TASK BRIEF:
Write out the lines below verbatim, beginning with the line that contains "detect the tree" and continuing through the final line of the data entries.

>> Start INPUT

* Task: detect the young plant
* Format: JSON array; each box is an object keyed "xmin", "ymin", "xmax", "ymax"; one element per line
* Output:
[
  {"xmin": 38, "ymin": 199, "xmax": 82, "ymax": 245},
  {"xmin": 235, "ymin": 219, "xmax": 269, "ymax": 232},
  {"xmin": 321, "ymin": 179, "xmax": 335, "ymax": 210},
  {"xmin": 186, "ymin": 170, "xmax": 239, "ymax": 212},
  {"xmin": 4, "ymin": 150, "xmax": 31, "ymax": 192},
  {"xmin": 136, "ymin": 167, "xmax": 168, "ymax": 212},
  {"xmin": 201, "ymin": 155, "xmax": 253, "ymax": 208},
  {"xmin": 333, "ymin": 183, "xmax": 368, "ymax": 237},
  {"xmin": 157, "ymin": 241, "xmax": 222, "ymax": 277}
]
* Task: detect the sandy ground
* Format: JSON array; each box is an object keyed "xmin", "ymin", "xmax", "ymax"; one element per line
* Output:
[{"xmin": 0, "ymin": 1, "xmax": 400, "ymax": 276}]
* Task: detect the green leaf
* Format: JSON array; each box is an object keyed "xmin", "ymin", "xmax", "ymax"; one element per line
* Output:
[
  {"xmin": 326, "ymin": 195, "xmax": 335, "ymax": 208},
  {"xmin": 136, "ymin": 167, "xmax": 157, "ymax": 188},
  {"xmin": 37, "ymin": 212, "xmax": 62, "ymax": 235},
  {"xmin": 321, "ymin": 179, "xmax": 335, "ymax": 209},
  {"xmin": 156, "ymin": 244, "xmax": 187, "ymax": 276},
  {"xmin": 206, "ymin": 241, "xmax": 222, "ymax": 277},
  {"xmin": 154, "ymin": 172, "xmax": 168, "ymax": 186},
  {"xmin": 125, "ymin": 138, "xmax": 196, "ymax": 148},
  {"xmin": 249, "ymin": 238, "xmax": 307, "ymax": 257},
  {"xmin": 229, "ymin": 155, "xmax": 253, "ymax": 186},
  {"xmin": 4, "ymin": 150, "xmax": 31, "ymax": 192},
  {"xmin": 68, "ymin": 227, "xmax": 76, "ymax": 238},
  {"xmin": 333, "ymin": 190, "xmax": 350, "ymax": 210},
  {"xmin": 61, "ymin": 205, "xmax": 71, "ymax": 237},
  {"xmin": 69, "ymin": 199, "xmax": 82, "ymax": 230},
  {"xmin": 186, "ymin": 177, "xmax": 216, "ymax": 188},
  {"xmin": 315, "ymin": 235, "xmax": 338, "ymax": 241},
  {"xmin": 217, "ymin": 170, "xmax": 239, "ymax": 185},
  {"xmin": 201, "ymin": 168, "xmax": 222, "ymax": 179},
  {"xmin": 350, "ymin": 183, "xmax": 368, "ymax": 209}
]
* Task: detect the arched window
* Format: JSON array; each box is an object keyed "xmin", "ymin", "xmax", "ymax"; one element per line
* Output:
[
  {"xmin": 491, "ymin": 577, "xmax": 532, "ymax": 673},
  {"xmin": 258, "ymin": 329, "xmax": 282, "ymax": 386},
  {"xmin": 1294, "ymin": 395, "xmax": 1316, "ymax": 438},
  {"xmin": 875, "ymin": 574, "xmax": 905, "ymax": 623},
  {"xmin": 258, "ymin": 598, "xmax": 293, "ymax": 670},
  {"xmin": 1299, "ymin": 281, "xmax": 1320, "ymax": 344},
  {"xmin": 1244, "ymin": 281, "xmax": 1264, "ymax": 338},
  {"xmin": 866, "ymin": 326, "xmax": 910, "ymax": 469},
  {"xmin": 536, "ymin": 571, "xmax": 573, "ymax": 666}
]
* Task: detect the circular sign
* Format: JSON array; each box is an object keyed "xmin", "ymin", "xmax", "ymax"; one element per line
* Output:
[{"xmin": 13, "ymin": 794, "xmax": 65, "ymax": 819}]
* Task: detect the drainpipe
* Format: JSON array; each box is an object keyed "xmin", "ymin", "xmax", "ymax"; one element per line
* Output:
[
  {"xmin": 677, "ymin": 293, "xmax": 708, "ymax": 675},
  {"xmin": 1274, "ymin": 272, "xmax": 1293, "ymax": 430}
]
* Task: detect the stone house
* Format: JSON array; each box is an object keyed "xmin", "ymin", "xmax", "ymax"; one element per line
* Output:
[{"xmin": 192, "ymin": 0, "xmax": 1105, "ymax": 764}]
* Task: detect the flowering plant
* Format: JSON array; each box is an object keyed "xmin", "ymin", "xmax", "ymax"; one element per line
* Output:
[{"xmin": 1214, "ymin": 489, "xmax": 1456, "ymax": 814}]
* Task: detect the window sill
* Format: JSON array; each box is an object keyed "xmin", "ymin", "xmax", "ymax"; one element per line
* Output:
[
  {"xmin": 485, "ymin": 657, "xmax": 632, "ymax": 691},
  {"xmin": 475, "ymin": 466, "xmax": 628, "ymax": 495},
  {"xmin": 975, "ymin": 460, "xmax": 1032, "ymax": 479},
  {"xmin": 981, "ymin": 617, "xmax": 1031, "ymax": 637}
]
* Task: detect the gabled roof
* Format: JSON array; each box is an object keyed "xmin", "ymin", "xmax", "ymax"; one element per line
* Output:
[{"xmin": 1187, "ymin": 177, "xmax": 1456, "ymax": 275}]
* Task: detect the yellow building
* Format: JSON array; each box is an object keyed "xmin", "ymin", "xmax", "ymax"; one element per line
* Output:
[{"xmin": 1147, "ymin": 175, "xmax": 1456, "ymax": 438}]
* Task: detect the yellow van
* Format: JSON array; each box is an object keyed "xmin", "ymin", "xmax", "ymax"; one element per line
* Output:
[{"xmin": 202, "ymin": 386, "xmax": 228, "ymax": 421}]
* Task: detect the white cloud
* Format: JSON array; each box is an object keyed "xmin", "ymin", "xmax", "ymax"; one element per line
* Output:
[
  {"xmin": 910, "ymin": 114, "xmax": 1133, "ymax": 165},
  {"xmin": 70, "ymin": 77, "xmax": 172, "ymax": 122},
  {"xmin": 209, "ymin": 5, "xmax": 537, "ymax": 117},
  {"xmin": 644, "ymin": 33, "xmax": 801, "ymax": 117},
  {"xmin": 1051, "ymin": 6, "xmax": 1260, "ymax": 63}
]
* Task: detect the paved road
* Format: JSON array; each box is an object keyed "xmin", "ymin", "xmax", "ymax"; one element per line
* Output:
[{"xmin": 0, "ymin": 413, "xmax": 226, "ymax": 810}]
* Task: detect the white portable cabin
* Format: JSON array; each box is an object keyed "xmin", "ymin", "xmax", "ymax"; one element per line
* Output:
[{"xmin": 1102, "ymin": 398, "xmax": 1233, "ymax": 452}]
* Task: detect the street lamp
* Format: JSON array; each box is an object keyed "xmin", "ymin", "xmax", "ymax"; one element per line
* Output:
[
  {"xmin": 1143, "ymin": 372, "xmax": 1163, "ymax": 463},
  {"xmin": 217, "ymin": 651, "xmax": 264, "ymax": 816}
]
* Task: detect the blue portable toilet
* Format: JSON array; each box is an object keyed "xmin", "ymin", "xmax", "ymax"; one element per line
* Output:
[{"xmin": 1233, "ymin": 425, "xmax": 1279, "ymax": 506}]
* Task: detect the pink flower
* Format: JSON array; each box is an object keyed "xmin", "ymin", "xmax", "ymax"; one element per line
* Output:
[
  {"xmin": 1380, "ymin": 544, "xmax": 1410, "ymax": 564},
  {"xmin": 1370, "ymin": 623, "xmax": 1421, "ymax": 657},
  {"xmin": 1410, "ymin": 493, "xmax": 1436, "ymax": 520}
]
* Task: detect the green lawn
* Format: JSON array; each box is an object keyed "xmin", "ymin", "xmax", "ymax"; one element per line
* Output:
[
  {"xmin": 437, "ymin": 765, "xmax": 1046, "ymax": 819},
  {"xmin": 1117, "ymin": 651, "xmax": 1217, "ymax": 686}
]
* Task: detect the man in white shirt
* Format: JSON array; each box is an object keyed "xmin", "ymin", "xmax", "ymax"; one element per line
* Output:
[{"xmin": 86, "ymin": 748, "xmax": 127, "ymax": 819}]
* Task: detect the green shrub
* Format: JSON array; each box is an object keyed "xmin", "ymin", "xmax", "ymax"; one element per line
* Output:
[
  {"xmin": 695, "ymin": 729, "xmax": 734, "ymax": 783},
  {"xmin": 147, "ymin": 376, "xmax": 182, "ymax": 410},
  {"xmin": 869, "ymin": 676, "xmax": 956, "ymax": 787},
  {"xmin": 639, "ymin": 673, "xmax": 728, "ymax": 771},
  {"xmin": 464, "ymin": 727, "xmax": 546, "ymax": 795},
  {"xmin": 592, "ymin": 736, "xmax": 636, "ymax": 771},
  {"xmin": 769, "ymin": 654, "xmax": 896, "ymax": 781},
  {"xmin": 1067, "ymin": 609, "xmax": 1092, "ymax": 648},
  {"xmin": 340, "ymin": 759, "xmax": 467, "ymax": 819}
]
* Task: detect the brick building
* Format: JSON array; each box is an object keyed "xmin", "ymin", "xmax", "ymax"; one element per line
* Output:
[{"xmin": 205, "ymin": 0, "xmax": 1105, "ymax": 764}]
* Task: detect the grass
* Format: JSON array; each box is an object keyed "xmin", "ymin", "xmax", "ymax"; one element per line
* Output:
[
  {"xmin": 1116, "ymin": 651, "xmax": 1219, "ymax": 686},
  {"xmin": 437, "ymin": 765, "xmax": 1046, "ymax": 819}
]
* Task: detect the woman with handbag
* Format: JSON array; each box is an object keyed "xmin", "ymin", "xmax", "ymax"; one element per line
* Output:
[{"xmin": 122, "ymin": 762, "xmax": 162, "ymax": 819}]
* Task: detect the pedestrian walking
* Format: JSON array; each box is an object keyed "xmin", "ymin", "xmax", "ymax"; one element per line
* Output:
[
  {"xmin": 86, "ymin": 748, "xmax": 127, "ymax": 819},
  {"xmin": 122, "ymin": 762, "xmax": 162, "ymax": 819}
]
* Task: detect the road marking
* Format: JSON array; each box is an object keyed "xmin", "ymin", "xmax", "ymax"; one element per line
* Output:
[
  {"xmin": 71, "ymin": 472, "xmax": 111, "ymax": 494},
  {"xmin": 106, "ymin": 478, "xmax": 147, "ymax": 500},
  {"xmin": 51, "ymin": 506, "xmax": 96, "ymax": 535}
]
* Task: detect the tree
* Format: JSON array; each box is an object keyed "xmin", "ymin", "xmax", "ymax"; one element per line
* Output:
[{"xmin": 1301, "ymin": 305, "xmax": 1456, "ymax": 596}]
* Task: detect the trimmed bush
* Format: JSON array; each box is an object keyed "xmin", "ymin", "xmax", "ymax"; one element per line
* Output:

>> End INPUT

REPLY TO THE EXERCISE:
* Task: detect the tree
* Format: JSON array; each box is an object keyed "xmin", "ymin", "xmax", "ymax"; one element per line
* Output:
[{"xmin": 1301, "ymin": 305, "xmax": 1456, "ymax": 596}]
* Task: detect the trimmed bush
* Format: JSON array; each box is an object keyed "xmin", "ymin", "xmax", "ymax"; one element per line
* Output:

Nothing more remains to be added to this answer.